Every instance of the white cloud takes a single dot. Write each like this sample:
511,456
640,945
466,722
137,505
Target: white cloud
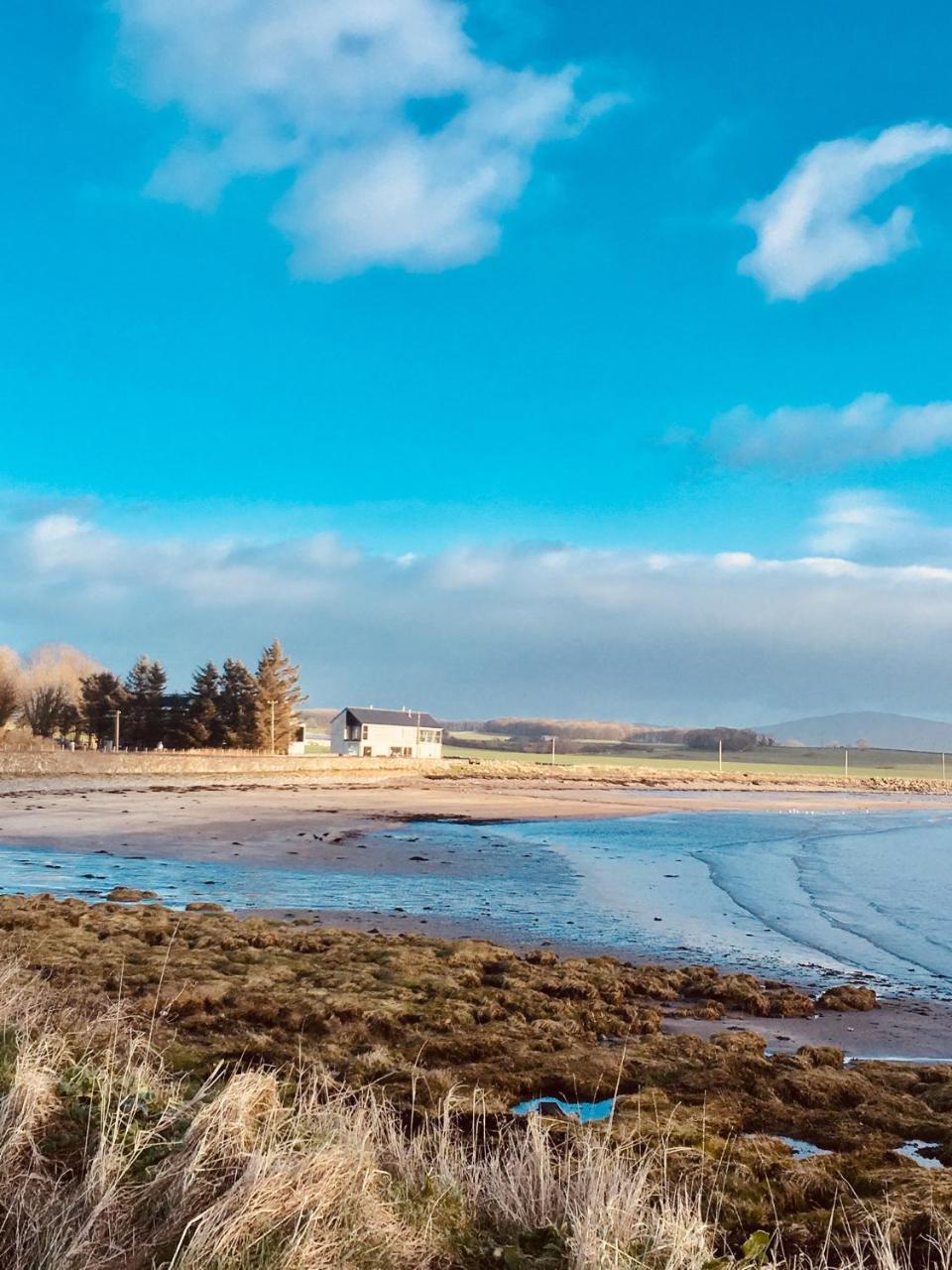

__________________________________________________

## TO BE DONE
Rewrite the entries above with every "white cloud" changed to "gray cloud" and nothing else altered. Leave out the picture.

## SOLUTION FOR THIS TASK
Every instance of the gray cloud takes a single dot. Write each like this sample:
511,456
640,945
466,722
137,505
Target: gray cloud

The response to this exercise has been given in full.